What to produce: In the Perl code critique, reproduce the passage starting with "That said, you" and going on through "while($_=~m/\<(.+?)\>(.+?)\<\/\1\>/sig)", but change "regexps" to "regular expressions".

That said, you should always have
use strict;
use warnings;
at the top of your code. This would have caught that you never did a my $cnt, which is sloppy, though it doesn't affect the outcome here.
You've also used two regexps where one would do, and I don't think you understand the options you used on them. In particular, you used:
while($_=~m/\<(.+?)\>(.+?)\<\/\1\>/sig)
The 'sig' at the end includes two options that the rest of the line can't possibly make use of: first, 's' is a special handler for when the string might include internal newlines, but that can't happen because you're parsing one line at a time using the default newline splitting, and chomping them off immediately. Second, you've used 'g' to match repeatedly, which would actually be a good idea... except that you're only storing the result of the first match in a scalar, effectively discarding any subsequent 'g' matches.
Next up, you're repeatedly creating and destroying my $value in your while loop for no apparent reason. You could shave a little time off that loop by just using $totalamount += $2 — and keep in mind that loops are the first place you should check for waste, because that's usually where the majority of the code time gets spent.

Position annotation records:
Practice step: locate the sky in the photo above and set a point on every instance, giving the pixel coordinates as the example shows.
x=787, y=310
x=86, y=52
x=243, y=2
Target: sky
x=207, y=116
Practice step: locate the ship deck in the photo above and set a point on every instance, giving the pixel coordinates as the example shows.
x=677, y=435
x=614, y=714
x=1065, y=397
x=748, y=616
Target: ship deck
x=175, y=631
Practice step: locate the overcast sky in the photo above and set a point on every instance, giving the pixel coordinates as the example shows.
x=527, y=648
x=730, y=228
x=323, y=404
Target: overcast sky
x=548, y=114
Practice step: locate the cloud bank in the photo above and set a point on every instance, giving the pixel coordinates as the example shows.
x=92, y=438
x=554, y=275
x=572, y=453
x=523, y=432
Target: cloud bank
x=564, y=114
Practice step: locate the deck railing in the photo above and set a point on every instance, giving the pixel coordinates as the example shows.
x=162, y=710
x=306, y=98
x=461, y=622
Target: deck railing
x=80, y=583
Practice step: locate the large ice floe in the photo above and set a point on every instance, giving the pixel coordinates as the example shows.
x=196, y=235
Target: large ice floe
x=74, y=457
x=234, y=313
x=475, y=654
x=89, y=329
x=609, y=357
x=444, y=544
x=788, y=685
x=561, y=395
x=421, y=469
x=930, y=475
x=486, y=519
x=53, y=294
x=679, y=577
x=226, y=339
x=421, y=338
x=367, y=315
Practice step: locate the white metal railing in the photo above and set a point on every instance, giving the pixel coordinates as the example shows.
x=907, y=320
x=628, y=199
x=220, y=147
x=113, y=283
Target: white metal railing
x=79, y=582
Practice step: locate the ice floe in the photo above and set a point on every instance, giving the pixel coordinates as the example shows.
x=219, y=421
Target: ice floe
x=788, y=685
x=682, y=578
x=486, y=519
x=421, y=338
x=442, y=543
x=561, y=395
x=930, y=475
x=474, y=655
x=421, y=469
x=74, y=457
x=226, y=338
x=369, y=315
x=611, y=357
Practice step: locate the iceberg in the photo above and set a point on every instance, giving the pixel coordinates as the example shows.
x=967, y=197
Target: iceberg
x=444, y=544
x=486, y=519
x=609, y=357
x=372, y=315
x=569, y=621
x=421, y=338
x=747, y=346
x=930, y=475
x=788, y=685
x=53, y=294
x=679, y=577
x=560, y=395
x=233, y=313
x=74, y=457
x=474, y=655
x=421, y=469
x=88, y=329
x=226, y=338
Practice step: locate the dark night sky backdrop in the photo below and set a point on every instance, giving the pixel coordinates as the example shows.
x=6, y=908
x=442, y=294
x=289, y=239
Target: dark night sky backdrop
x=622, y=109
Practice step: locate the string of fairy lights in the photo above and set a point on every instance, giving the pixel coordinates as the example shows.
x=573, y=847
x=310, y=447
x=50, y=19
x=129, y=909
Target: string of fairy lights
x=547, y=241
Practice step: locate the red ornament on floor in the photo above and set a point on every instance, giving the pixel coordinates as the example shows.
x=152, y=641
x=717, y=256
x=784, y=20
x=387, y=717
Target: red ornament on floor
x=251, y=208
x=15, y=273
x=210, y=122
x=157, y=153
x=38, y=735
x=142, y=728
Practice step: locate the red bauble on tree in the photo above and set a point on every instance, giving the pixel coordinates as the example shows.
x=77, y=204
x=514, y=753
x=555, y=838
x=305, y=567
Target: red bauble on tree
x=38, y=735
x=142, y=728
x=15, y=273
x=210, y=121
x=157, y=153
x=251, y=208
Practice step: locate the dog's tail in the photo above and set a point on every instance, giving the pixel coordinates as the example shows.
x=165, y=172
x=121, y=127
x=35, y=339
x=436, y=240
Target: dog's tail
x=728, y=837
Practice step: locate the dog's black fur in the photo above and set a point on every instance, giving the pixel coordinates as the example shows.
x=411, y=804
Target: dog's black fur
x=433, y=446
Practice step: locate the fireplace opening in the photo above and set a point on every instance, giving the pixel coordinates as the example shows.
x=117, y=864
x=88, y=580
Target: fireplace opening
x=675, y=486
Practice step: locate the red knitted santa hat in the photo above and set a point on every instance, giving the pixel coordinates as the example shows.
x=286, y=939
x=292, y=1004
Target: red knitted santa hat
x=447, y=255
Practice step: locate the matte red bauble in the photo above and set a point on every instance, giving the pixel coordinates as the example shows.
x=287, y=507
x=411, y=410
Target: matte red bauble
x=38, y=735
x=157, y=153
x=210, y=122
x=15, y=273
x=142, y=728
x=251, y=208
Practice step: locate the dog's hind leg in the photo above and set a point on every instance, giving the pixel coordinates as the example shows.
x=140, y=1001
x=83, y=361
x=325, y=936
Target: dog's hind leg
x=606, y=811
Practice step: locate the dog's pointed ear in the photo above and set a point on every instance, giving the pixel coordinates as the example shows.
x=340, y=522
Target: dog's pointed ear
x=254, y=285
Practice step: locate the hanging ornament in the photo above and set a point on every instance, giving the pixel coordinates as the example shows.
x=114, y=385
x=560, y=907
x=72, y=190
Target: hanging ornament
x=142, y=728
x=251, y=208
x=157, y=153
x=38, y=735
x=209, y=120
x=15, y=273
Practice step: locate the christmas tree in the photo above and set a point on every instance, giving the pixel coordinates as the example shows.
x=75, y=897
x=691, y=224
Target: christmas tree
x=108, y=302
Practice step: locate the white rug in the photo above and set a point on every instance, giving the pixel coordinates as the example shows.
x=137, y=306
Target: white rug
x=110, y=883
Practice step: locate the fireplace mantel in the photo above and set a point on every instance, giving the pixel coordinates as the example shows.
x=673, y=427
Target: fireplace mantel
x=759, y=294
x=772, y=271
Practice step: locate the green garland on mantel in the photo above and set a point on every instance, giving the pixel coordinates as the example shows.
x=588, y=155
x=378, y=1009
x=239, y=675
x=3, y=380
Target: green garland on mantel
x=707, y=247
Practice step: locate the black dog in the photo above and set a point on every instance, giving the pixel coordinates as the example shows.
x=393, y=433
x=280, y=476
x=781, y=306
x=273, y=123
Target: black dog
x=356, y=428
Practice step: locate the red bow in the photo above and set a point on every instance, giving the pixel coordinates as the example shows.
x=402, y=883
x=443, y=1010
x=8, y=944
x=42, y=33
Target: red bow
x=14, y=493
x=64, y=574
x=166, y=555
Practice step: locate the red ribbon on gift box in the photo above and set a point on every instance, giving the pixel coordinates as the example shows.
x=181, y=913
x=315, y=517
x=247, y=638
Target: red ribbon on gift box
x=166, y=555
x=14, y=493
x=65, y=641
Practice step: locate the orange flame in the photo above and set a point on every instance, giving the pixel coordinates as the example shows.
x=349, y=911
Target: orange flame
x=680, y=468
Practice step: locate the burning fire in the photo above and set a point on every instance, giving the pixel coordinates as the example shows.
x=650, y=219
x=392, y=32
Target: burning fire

Solution to the exercise:
That said, you should always have
use strict;
use warnings;
at the top of your code. This would have caught that you never did a my $cnt, which is sloppy, though it doesn't affect the outcome here.
You've also used two regular expressions where one would do, and I don't think you understand the options you used on them. In particular, you used:
while($_=~m/\<(.+?)\>(.+?)\<\/\1\>/sig)